Listing of labeled points:
######

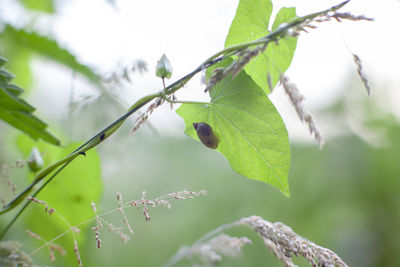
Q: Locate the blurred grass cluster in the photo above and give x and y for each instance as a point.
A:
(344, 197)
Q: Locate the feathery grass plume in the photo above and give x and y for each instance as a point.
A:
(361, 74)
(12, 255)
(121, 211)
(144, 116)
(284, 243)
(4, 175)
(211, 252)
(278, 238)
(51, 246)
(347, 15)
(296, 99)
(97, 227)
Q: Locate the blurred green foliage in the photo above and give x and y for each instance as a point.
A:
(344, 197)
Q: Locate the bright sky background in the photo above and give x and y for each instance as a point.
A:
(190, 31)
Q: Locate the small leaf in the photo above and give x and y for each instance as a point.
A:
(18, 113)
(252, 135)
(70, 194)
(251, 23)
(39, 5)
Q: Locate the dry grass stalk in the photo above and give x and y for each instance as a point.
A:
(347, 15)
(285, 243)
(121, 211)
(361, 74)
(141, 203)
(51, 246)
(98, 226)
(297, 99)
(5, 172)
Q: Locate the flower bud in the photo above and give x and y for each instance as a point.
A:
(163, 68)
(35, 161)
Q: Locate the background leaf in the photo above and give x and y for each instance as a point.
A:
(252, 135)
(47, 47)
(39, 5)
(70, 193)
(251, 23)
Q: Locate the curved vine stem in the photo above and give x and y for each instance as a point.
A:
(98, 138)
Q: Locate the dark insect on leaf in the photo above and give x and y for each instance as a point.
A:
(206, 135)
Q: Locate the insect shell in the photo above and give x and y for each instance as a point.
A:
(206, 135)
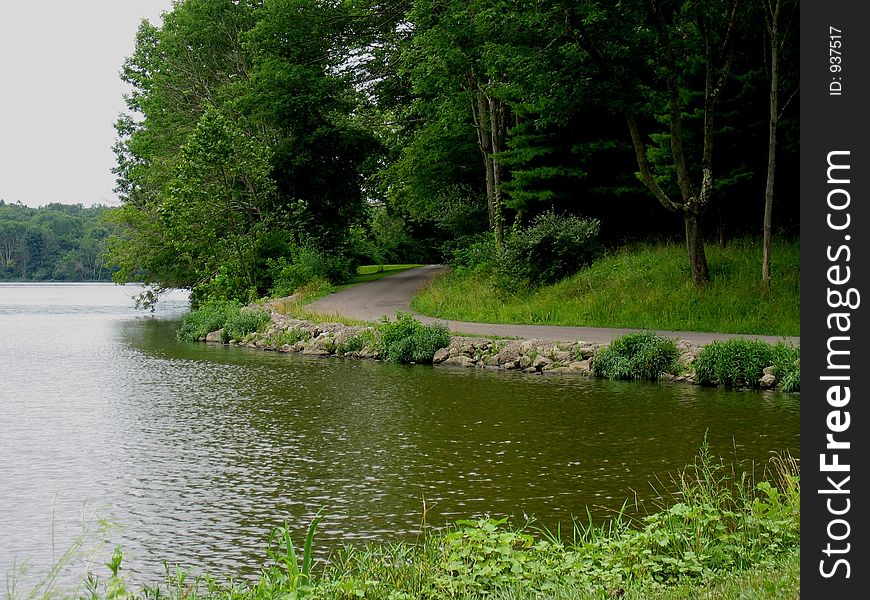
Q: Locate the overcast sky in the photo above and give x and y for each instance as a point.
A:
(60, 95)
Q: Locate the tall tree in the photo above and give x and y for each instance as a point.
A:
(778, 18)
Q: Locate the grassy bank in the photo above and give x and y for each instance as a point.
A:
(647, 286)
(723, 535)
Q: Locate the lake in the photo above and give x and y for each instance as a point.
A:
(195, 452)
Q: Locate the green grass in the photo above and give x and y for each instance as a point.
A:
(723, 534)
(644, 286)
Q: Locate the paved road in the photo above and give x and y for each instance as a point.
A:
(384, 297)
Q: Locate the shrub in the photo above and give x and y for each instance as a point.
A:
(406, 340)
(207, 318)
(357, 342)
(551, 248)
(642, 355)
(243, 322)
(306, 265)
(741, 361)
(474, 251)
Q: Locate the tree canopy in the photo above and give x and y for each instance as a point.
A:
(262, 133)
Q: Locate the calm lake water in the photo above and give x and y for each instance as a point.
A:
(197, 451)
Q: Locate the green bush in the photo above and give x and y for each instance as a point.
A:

######

Aim: Write out everything from the line containing "Q: Locate the tree" down to the end of the listing, both included and requests kept, with each point coordinate in the answers multiplied by 1.05 and rounded to a whole number, halves rounded up.

Written solution:
Q: Locate the tree canopy in the photo above and give x and y for each instance as a point.
A:
(275, 140)
Q: Locate the calm lake water in the photo above and give x and y for each instance as a point.
A:
(207, 474)
Q: Locate the green bush in the photo above and give x and y for each instance as a point.
A:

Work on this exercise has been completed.